What is expected. All of the records below are to be copied exactly.

[Records from a data source]
==========

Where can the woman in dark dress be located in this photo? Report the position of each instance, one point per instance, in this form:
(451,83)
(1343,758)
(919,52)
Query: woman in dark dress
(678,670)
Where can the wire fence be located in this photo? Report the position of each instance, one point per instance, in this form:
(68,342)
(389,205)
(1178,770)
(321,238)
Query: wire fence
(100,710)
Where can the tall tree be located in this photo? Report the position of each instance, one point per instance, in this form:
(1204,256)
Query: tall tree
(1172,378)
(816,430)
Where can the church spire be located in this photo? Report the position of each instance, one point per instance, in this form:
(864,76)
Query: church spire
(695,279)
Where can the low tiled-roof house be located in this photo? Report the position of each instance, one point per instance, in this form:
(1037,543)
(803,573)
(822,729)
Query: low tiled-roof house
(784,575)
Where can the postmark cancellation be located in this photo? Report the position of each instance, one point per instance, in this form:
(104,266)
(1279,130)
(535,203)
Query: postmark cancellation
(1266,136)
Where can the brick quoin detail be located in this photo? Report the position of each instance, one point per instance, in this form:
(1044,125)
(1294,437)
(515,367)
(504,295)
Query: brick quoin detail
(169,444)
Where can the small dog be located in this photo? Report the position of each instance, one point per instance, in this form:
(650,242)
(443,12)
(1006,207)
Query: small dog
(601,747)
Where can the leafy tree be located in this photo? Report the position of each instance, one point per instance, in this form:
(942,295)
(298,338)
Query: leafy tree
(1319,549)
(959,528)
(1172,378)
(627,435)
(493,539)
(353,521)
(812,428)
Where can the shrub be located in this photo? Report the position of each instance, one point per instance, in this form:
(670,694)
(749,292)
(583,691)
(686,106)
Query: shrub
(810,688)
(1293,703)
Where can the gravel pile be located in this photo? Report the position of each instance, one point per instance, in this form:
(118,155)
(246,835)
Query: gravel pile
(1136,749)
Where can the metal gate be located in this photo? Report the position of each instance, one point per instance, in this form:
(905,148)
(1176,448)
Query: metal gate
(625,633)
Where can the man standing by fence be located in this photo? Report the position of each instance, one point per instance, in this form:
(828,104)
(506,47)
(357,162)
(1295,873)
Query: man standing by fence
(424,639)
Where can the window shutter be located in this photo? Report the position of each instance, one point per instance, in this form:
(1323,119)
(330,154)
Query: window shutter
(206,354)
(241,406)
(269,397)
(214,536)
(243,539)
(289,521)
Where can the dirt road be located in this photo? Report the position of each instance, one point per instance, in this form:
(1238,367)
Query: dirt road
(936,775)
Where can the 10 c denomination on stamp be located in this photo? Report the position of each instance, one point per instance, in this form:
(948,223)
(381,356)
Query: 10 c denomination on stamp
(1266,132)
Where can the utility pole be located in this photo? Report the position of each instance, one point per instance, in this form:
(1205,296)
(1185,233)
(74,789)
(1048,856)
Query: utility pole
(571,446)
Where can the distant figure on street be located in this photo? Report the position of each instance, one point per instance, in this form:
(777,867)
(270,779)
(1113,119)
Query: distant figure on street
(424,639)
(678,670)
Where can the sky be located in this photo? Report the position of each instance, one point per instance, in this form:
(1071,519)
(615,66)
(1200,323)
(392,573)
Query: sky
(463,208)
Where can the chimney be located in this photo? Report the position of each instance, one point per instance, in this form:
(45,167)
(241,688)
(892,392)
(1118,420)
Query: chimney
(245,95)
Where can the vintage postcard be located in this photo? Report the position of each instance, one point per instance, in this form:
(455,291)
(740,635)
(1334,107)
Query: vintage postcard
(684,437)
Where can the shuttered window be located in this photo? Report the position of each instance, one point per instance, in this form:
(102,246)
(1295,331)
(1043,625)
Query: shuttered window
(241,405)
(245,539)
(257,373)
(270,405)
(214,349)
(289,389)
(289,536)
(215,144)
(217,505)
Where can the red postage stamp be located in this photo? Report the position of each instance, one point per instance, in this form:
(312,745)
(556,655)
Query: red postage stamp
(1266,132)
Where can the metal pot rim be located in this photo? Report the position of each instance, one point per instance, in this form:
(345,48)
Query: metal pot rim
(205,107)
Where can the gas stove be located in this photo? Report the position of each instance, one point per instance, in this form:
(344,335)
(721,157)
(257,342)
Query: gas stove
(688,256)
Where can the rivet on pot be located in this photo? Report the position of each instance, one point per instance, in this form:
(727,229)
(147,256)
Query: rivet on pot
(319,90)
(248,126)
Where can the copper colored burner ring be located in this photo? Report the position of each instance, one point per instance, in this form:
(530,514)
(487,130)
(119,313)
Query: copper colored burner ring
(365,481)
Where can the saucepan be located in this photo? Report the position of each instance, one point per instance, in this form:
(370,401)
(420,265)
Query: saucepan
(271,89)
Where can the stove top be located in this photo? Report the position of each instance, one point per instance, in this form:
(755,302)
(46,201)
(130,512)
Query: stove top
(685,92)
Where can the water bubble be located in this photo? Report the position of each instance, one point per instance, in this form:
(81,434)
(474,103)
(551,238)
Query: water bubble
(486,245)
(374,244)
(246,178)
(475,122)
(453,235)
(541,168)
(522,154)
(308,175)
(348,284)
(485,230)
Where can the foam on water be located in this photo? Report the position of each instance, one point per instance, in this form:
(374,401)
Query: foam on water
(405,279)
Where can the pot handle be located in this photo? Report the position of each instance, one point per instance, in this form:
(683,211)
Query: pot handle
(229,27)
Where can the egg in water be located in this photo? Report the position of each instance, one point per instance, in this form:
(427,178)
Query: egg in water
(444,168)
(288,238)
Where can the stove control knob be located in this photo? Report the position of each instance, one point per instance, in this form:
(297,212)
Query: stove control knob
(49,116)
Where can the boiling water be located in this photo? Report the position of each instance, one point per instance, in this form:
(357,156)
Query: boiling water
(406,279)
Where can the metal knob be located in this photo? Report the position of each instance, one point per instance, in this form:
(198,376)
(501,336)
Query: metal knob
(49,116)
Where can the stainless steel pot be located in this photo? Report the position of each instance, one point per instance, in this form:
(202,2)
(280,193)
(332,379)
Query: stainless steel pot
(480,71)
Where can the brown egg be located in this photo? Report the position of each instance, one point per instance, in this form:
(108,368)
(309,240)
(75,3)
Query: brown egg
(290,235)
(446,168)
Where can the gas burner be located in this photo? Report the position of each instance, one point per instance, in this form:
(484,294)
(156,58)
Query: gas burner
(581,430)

==========

Task solution.
Where can the woman in dark dress be located in this photo? Report the position of each instance, one point per instance, in this form:
(451,83)
(1343,758)
(919,52)
Query: woman in dark dress
(678,670)
Where can the wire fence be located in this photo? Report the position of each instance, one point per instance, in this form:
(68,342)
(389,205)
(1178,770)
(321,238)
Query: wire fence
(100,710)
Where can the tall tree be located in this photo? Report the position of each instance, one point per instance, in this form:
(1204,256)
Query: tall tree
(1172,378)
(816,430)
Where can the church spire be located in this photo? Report the position of each instance, one point per instance, in this form:
(864,76)
Query: church spire
(695,279)
Where can the low tiled-roof house be located in this photo? Report the position of each instance, one point per instance, in this form:
(1037,543)
(803,573)
(822,729)
Query: low tiled-roof house
(784,575)
Where can the postmark cancellation be located in this photo? Report the position of each instance, one point per instance, in this form:
(104,266)
(1279,130)
(535,203)
Query: postmark cancellation
(1266,136)
Where can the brick quoin detail be located in this photo? Report the position of each instance, one point per instance, in this form:
(1044,125)
(1294,437)
(515,367)
(504,295)
Query: brick quoin detail
(169,444)
Where can the small dog be located in this photo? Report the position of each instance, one point per instance, in this form:
(650,242)
(443,12)
(1006,207)
Query: small dog
(601,747)
Where can the leafy tree be located in this photo? Report the position of each instance, one point per instance, in this form:
(942,295)
(298,338)
Query: leafy tree
(1319,549)
(959,528)
(1172,378)
(627,435)
(493,539)
(353,521)
(812,428)
Where can the shrub be located in this photo? Report the position of each instance, one point per instance, in this form:
(670,694)
(749,292)
(583,691)
(686,106)
Query: shrub
(810,688)
(1293,703)
Where can the gravel pile be located in this photo? Report the position of each instance, one point per instance, in this form:
(118,155)
(246,835)
Query: gravel pile
(1136,749)
Where can the metal gate be located in this photo? Report the position of each instance, one point per instance, in this form:
(905,148)
(1176,448)
Query: metal gate
(625,633)
Where can the man standing by fence be located in this photo? Report the position of each instance, one point per instance, in this form:
(828,104)
(506,47)
(357,162)
(1295,873)
Query: man standing by fence
(424,639)
Where can the window shutter be located in this photo? Report the position of each instance, one point per instance, in this form:
(1323,119)
(330,154)
Query: window shutter
(206,354)
(241,406)
(269,397)
(214,536)
(243,539)
(289,521)
Where can the dirt road be located in this photo? Report the position of each instance, one point per instance, in this form:
(1238,367)
Query: dirt road
(936,775)
Where can the 10 c denomination on stamp be located in this photo? Report the position of each instance, one point per instance, in this form:
(948,223)
(381,356)
Query: 10 c denomination on stamp
(1266,132)
Where can the utility pole be located in this photo? Report the position of each instance, one point per instance, in this form:
(1205,296)
(1185,233)
(74,789)
(1048,856)
Query: utility pole
(571,446)
Where can the distant figure on street be located in this photo? Report the position of each instance, one point per instance, in this form:
(777,867)
(270,779)
(1113,119)
Query: distant figure on street
(424,639)
(678,670)
Where can the sky be located in this photo? Report the position of each instance, one point per instance, in this form:
(1071,519)
(615,66)
(1200,323)
(392,573)
Query: sky
(463,208)
Where can the chimney be located in this photo? Report the position of each instance, one point per instance, in this form:
(45,167)
(241,688)
(892,392)
(1118,420)
Query: chimney
(245,95)
Where can the vintage postcard be located in this photo? Report the position of each instance, one point per instance, in this form:
(455,291)
(740,635)
(1334,107)
Query: vintage postcard
(684,437)
Where can the shuttered window be located in this photo? Report the position of each instance, one point per instance, in this form:
(102,246)
(1295,331)
(1043,625)
Query: shuttered window
(241,405)
(245,539)
(257,373)
(270,405)
(214,349)
(289,389)
(289,536)
(215,144)
(217,505)
Where can the red postage stamp be located in this photo? Report the position of each instance, one point per instance, in this form:
(312,745)
(556,655)
Query: red postage stamp
(1266,132)
Where can the metal pot rim be located in this photo? Report the position of each instance, one point per instance, in this form:
(345,48)
Query: metal pot rim
(205,107)
Where can the gas stove be located in this photo? Report the position of each instance, one point per instance, in this form:
(344,335)
(721,157)
(257,342)
Query: gas stove
(688,256)
Where can the rivet on pot be located in this photo? Report the position of each instance, one point per instance, in this form:
(727,229)
(147,256)
Query: rivet on pot
(319,90)
(248,126)
Where can the copper colored burner ring be located in this photo? Report the position of each instance, one point per instance, in this form:
(530,514)
(487,130)
(119,313)
Query: copper colored burner ring
(365,481)
Where can the saucepan be located in this photo? Report the position of each instance, one point per instance, in this form:
(370,401)
(420,265)
Query: saucepan
(271,89)
Where can the stove top be located in this photo? Report the position of each instance, one point per instance, in this form:
(755,302)
(46,201)
(130,512)
Query: stove top
(685,92)
Where can the water bubble be located in this photo? Report the position of each instance, one point per instance, in this form:
(81,434)
(474,103)
(551,238)
Query: water bubble
(486,245)
(374,244)
(246,178)
(475,122)
(453,235)
(541,168)
(522,154)
(308,175)
(348,284)
(485,230)
Where can the foam on water be located in this photo? Report the position of each instance, one point per instance, in this form:
(374,401)
Query: foam on water
(405,279)
Where can the pot handle be located in this photo? Report the position of each instance, one point per instance, in this form:
(683,211)
Query: pot handle
(229,27)
Where can the egg in water be located in this photo? Report the position of each instance, one point per instance, in this form:
(427,178)
Query: egg in water
(444,168)
(288,238)
Where can the stove control knob be located in this photo? Report the position of each instance, one point per instance, in this form:
(297,212)
Query: stove control knob
(49,116)
Where can the boiling water be located in this photo? Report the position of each instance, one point per instance, in this form:
(357,156)
Query: boiling water
(406,279)
Where can the metal knob be located in this photo? Report the position of each instance, one point per instance, in this form:
(198,376)
(501,336)
Query: metal knob
(49,116)
Where can the stainless steel pot be located in this photo? Report the position of each instance, one point per instance, in this form:
(202,2)
(280,193)
(332,379)
Query: stainless steel pot
(480,71)
Where can the brown egg be located in this photo? Report the position of each instance, one point per instance, in this form:
(108,368)
(309,240)
(75,3)
Query: brown egg
(290,235)
(446,168)
Where can the gas burner be located in this photo? Report the position of each instance, one point per instance, in this form:
(484,294)
(156,58)
Query: gas burner
(581,430)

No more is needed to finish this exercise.